──────── TEXT SEGMENT

Sept. 1 (Bloomberg) -- South Korea's exports increased less than economists expected as a strike cut production of vehicles.

Overseas shipments, which make up more than half of gross domestic product, climbed 20.6 percent in August from a year earlier, the Ministry of Knowledge Economy said in Gwacheon today. That compared with July's 36 percent gain and the 23.3 percent median estimate of 14 economists surveyed by Bloomberg News.

South Korea has been counting on increased shipments to China, Latin America and the Middle East to extend the economy's expansion as soaring living costs prompt local consumers to rein in spending. Higher fuel prices and a weaker won are fanning the fastest inflation in almost a decade, eroding the purchasing power of indebted households.

────────────────

* **LIST OF TASKS**
**A)** Answer these questions using the article on South Korea's exports:
(i) What cut production of vehicles?
(ii) By what percent did overseas shipments climb in August from a year earlier?
(iii) Which regions has South Korea been counting on for increased shipments?
**B)** Extend the article on South Korea's exports past its final sentence.

──────── MATERIAL

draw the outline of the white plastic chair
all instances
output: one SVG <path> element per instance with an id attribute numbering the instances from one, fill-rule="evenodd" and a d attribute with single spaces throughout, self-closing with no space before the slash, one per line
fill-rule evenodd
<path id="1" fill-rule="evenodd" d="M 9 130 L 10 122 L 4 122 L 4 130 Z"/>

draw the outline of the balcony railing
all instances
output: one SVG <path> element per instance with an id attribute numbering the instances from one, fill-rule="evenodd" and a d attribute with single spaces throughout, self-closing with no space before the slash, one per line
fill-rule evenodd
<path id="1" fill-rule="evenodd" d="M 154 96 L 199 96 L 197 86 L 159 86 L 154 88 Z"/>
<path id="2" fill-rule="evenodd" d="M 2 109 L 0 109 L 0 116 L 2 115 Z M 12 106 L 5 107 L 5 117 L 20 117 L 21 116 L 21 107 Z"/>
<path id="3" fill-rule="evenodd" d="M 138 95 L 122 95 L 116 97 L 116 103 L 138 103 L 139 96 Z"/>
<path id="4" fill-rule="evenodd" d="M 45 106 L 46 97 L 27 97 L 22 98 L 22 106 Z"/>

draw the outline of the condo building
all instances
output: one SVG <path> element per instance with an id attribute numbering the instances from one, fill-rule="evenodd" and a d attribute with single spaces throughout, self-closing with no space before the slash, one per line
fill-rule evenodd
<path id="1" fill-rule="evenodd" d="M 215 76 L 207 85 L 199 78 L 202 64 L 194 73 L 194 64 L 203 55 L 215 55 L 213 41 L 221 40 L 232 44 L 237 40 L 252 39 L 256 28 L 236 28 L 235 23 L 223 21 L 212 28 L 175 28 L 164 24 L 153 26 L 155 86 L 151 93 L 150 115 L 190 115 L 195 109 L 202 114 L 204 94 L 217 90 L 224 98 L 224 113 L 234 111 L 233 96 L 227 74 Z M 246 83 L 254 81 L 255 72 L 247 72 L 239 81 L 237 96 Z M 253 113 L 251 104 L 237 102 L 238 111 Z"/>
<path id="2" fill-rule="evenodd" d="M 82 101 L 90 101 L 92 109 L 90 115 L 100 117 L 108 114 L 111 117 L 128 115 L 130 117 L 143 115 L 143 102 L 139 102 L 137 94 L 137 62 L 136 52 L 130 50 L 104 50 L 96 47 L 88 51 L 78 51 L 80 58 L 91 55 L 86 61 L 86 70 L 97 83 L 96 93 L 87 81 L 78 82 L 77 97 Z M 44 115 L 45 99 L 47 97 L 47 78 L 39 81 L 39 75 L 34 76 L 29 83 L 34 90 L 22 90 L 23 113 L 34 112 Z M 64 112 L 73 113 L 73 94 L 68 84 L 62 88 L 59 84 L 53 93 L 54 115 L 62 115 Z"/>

────────────────

* **EXPECTED RESPONSES**
**A)**
(i) A strike.
(ii) 20.6 percent.
(iii) China, Latin America and the Middle East.

**B)**
``It's the same old story that exports keep driving South Korea's economic growth,'' said Kwon Young Sun, an economist at Lehman Brothers Holdings Inc. in Hong Kong. ``Export growth will likely slow in coming months amid a global economic slowdown.''

The five-year government bond yield rose 5 basis points to 5.91 percent at 10:14 a.m. in Seoul. The won fell 1 percent to 1,100.20 versus the dollar. The Kospi index of stocks dropped 2.9 percent to 1,431.67.

South Korea's won has slumped 14 percent this year against the dollar, the worst performer in Asia outside Japan. The weaker currency has helped exporters by making their products cheaper overseas even as it has driven up local prices by boosting import costs.

Imports into South Korea climbed 37 percent last month from a year earlier because of higher oil and raw-material costs, resulting in a trade deficit of $3.23 billion, the biggest shortfall in seven months.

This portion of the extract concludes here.